Return all entries precisely as they stand, without the images.
*** Records shown ***
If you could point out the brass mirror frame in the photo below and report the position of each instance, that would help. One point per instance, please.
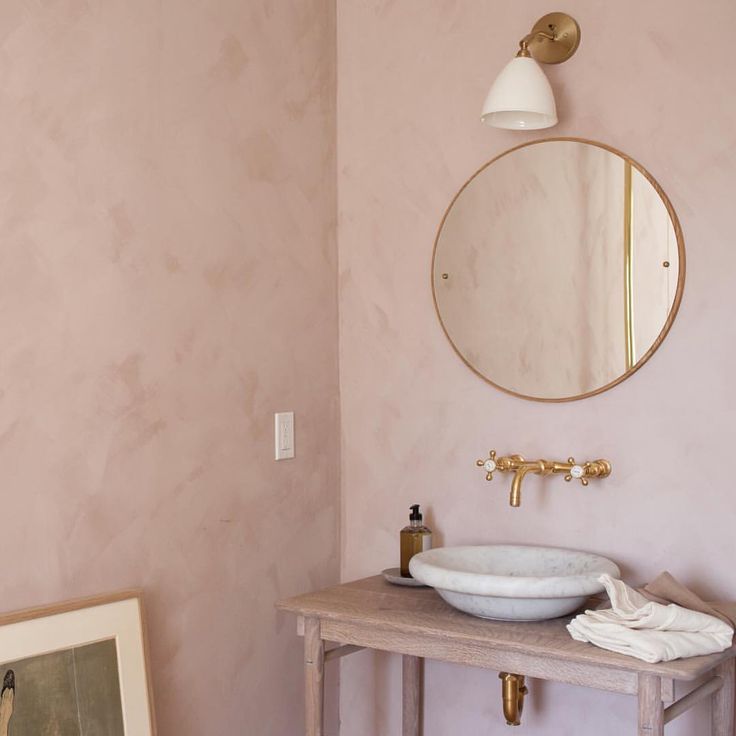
(680, 276)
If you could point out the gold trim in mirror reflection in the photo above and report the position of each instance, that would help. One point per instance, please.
(629, 268)
(680, 276)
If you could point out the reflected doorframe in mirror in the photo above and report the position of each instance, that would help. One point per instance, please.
(631, 164)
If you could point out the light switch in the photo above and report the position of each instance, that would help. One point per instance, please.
(284, 435)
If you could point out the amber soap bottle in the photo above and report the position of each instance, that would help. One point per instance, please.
(415, 538)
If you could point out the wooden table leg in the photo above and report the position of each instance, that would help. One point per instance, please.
(722, 718)
(314, 673)
(651, 707)
(412, 687)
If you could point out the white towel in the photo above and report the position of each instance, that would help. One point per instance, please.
(647, 630)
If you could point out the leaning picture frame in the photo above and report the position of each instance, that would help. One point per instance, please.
(79, 667)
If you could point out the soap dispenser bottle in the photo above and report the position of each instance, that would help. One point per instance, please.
(414, 538)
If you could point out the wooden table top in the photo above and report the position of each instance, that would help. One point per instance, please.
(375, 603)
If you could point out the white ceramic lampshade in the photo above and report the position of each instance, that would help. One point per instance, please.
(521, 98)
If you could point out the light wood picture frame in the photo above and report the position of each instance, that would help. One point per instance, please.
(78, 668)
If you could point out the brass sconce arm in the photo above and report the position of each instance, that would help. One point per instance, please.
(553, 39)
(521, 468)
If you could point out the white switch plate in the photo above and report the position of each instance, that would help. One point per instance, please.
(284, 435)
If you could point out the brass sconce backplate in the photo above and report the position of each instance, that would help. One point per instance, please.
(554, 38)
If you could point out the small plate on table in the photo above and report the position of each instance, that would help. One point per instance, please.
(393, 575)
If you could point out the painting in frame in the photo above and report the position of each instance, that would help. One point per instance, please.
(78, 668)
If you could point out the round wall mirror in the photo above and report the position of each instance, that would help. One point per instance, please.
(558, 269)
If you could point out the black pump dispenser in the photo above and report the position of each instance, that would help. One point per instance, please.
(414, 538)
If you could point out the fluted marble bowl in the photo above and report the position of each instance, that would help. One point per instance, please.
(512, 582)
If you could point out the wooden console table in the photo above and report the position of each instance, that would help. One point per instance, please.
(418, 624)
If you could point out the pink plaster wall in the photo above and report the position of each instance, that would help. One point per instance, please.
(412, 76)
(167, 282)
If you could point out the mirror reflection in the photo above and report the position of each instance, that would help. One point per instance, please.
(558, 269)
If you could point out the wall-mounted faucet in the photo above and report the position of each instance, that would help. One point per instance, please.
(521, 468)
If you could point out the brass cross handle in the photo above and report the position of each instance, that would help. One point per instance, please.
(576, 471)
(489, 465)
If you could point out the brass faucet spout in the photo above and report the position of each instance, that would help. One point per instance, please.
(526, 468)
(520, 467)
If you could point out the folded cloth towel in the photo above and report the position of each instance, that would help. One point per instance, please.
(666, 589)
(649, 630)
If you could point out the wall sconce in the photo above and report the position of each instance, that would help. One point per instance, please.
(521, 97)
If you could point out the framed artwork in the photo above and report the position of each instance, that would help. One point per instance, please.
(76, 669)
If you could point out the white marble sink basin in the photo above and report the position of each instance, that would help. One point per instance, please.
(512, 582)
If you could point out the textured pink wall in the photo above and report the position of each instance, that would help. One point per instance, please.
(412, 77)
(167, 282)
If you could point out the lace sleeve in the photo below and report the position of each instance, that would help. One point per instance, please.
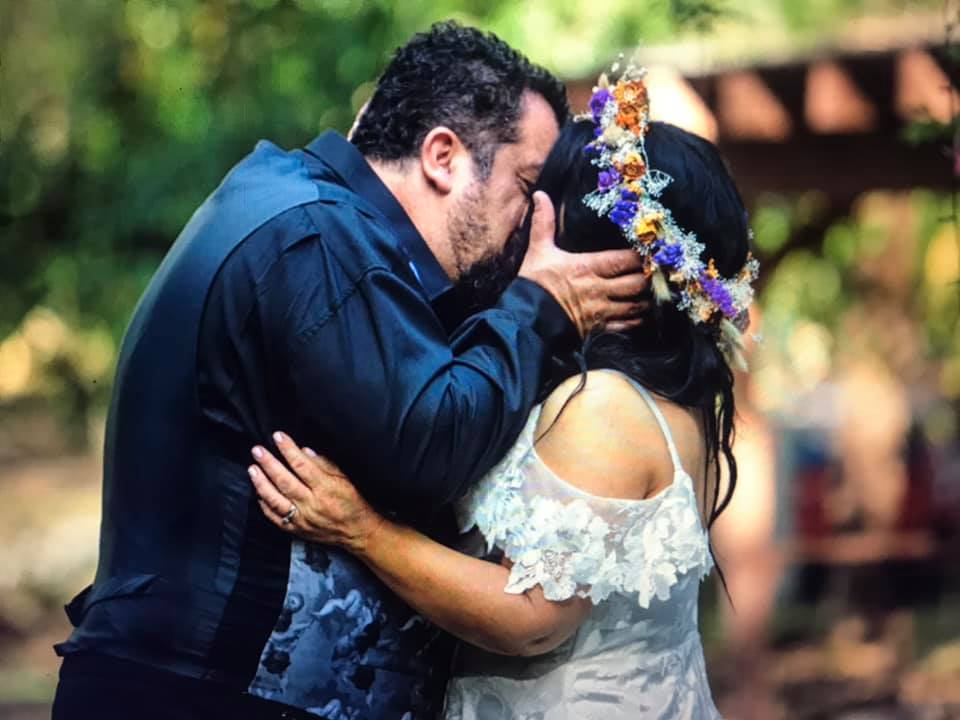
(571, 543)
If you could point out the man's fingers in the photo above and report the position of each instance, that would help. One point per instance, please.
(269, 495)
(284, 480)
(325, 464)
(301, 464)
(543, 225)
(613, 263)
(626, 286)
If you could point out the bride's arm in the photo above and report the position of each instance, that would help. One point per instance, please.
(604, 441)
(463, 595)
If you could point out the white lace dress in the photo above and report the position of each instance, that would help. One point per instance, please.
(639, 654)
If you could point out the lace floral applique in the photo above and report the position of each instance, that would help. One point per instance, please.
(568, 549)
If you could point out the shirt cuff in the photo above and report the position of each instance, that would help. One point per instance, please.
(534, 306)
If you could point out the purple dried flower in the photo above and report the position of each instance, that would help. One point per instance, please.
(607, 179)
(716, 291)
(599, 101)
(623, 213)
(669, 255)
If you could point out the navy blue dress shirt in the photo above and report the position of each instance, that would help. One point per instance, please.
(299, 297)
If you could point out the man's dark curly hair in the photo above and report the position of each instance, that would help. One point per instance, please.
(458, 77)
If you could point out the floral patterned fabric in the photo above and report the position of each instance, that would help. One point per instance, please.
(639, 654)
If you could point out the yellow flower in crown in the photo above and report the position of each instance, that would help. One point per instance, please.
(632, 105)
(649, 227)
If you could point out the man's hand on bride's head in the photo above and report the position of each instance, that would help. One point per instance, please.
(315, 501)
(598, 288)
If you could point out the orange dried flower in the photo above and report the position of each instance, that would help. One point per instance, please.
(633, 168)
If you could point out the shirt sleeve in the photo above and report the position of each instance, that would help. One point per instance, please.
(412, 414)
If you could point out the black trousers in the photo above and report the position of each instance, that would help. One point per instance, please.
(98, 687)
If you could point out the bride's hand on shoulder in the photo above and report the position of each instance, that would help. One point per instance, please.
(315, 501)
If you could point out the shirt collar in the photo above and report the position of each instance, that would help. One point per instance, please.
(345, 160)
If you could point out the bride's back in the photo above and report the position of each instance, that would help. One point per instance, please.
(622, 528)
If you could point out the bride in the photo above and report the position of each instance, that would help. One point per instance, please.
(597, 521)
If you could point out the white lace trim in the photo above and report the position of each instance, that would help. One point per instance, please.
(568, 548)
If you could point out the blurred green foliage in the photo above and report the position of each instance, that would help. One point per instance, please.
(118, 117)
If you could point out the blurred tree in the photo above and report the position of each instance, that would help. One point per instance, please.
(118, 118)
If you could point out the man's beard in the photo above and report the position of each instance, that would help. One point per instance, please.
(481, 282)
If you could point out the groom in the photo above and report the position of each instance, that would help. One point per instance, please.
(335, 276)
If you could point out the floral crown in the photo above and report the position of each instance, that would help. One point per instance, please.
(627, 192)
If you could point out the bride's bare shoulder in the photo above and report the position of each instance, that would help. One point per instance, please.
(597, 433)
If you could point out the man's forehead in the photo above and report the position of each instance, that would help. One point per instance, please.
(538, 131)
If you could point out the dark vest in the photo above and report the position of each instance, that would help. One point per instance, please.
(165, 589)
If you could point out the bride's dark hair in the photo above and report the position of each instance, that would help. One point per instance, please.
(669, 354)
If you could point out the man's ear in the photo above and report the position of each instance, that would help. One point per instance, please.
(439, 158)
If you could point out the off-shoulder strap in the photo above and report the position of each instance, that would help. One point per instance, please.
(661, 421)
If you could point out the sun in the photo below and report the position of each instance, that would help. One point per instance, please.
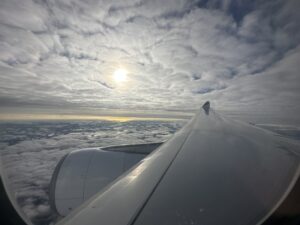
(120, 75)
***
__Worked solution__
If you could point out the brass mirror frame in the photo below and report the position of each instance, that would help. One point per instance, please.
(680, 276)
If you could point out the gold trim in mirror reflection in the photo above and report the position of each instance, that would help. One point per instance, please.
(629, 268)
(680, 276)
If you could point out the reflected doorframe in mirror in the photo above and report the position of each instance, that would help. One point per instance, please.
(631, 164)
If you could point out the light switch in the photo above and report the position of each instance, that would help. One point per instance, please.
(284, 435)
If you could point out the amber soap bottle in the photo above and report the position of each instance, that would help. One point per instance, please.
(415, 538)
If you could point out the wooden table leg in the photo above and report the position of each instance, that would help. One point per instance, please.
(722, 718)
(314, 673)
(651, 707)
(412, 687)
If you could point out the white towel in the photo above and report the position of each instance, that would help. One point per instance, please.
(647, 630)
If you could point out the leaning picture frame in the photo above and report the position of each instance, that would help. One point per instance, please.
(79, 667)
If you could point out the soap dispenser bottle in the photo above and report the position of each instance, that would help. One point per instance, please.
(414, 538)
If you could point out the wooden table top in the photo above and report the position of each instance, that would help. One point per instance, please.
(375, 603)
If you could point out the white ceramic lampshade in the photo above and report the position of each instance, that would help. One point per instance, please.
(521, 98)
If you could point out the light wood picture frame in the photo above and report the position of each instance, that would help. One point per instance, please.
(78, 668)
If you could point out the brass sconce arm in the photo above and report the position of each instance, that would help. One point per instance, please.
(553, 39)
(521, 468)
If you could point out the white switch plate in the photo above and report the position of each instance, that would help. One point per instance, please.
(284, 435)
If you could point out the brass sconce backplate in the photo above and report the position of each instance, that would help. One point per instance, please.
(554, 38)
If you could point out the small plate on table in the photo above and report the position of each instance, that would help. One point per instance, please.
(393, 575)
If you could point out the painting in frame in the photo above and report the position of each instance, that would help. One point per instance, please.
(78, 668)
If you could point out the round wall mirror in the photo above and report the position of each instance, that would help. One point per instance, please.
(558, 269)
If you could point out the black pump dispenser in the photo above and report the position of each instance, that would help. One point per instance, please.
(414, 538)
If you could point out the fluted marble bowl in the photo above and report the position of each instance, that would help. One point per instance, please.
(512, 582)
If you could point out the wooden console table in the photo above and report the position of each instance, that would help. One point per instance, please.
(418, 624)
If you could point out the pink plaster wall in the photo above and report the position of each instance, that would help. One point per instance, please.
(412, 76)
(167, 282)
If you could point out the mirror reflection in the photo above and report the position of each instance, that would help. One point per instance, please.
(558, 269)
If you could point out the wall-mounted faucet in the photo above and report the position of each instance, that would help. One point per instance, please.
(521, 468)
If you could point out the brass cross handle in the photo above and report the position of each instance, that would help. One point per instance, please.
(576, 471)
(489, 465)
If you could point out the brass faucet spout in the photo above and report the position of each instance, that would help. One point per instance, please.
(526, 468)
(520, 467)
If you could point out the folded cloth towel in the photo above and report the position of each instance, that would help. One point per instance, please.
(666, 589)
(649, 630)
If you could point out the wall sconce in the photo above and report the position of each instance, that would help. One point per instance, please.
(521, 97)
If you could point out the framed artwork in the photo above and report the position of each instance, that would help. One point per instance, please.
(76, 669)
If you could point out the white marble sink basin in the photo above and report the position of each instance, that would help. One point per instance, please.
(512, 582)
If you could point out the textured pink wall in the photo above and report the position of each instance, that would help. One point per instance, please.
(412, 77)
(167, 282)
If you could point out the lace sleeve in the photo below and report the position of each instance, that would help. One point per instance, please.
(571, 543)
If you could point out the man's fingers in the photo above and report the position of each instance, that would help. One point per instance, please.
(269, 495)
(284, 480)
(325, 464)
(301, 464)
(543, 225)
(613, 263)
(626, 286)
If you could point out the bride's arm in the photo above and report the position of each instance, that would help. One point per instance, please.
(604, 441)
(463, 595)
If you could point out the white lace dress in the photo above and report the position of each instance, that would help. One point per instance, please.
(639, 654)
If you could point out the lace floral applique in the photo above and report the position of each instance, that would help. One point per instance, please.
(568, 549)
If you could point out the shirt cuff in the photo above and report the position of each instance, that would help. One point per instance, please.
(534, 306)
If you could point out the purple dried flower in the photo above and report the position of each instance, that would help. One point per instance, please.
(607, 179)
(716, 291)
(599, 101)
(623, 213)
(669, 255)
If you could point out the navy blue dress shirt in the photo above and report the position of each instance, that would help. One point per instance, please.
(299, 297)
If you could point out the man's dark curly hair in the photo above and report the position of each instance, that would help. One point per instance, please.
(458, 77)
If you could point out the floral patterned fabric in the photo above and report the position of each instance, that would help. One point per instance, please.
(639, 654)
If you could point out the yellow flower in crown in the photo above and report the position of each instance, that would help. One point per instance, please.
(632, 105)
(649, 227)
If you could point out the man's hand on bride's head in the photo above and report the position of each instance, that would help. One point per instance, please.
(315, 501)
(598, 288)
If you could point out the orange dried flower in the photo above and report the position of each instance, that would help. One point per instance, please.
(633, 168)
If you could point out the shirt sleeve in the photo above and report the position of each instance, that would help. One point per instance, please.
(412, 414)
If you could point out the black trousers in the photo above and report the position of each instance, that would help. One point per instance, please.
(98, 687)
If you could point out the bride's hand on shoulder in the photo above and report the position of each instance, that would help. One point per instance, please.
(315, 501)
If you could point out the shirt collar in the photo above and report the position of each instance, that would help. One point per instance, please.
(345, 160)
If you could point out the bride's back in the photo above and report the position of each instance, that would help. One point per instance, please.
(622, 528)
If you could point out the bride in the photo above and report the position of each instance, that would help. One point per instance, please.
(597, 521)
If you could point out the white lace trim in the photo above and report the position of each instance, that would help. One point per instance, please.
(568, 548)
If you could point out the blurred green foliage in the photo above and report the position of each instance, that would help. One point per instance, please.
(118, 117)
If you could point out the blurred tree in the photo above and report the position of each instance, that would help. One point per instance, please.
(118, 118)
If you could point out the man's beard in the photo above and report the position of each instance, that would help. One point per instance, please.
(481, 282)
If you could point out the groom in the photo above and report the position of each instance, that would help. One point per instance, please.
(335, 276)
If you could point out the floral crown in the photo above and report the position of each instance, that would help. One point per instance, please.
(627, 192)
If you could point out the bride's bare shoulder in the photo above and report the position of each instance, that would help. One point per instance, please.
(597, 433)
If you could point out the man's forehead in the photo above and report the position of each instance, that would help. One point per instance, please.
(538, 131)
If you could point out the dark vest in the photo above and report the position of each instance, that would help. One point per instance, please.
(165, 589)
If you could point out the bride's dark hair in the photo above and report the position of each instance, that would help. One point per instance, please.
(669, 354)
If you could point out the man's ear in the photo above and report the position of each instance, that would help. One point per instance, please.
(439, 158)
If you could point out the off-shoulder strap in the photo above and report the position of each instance, that would help. One point per instance, please.
(661, 421)
If you could point out the sun in the photo below and report the position of each instance, that would help. One point per instance, please.
(120, 75)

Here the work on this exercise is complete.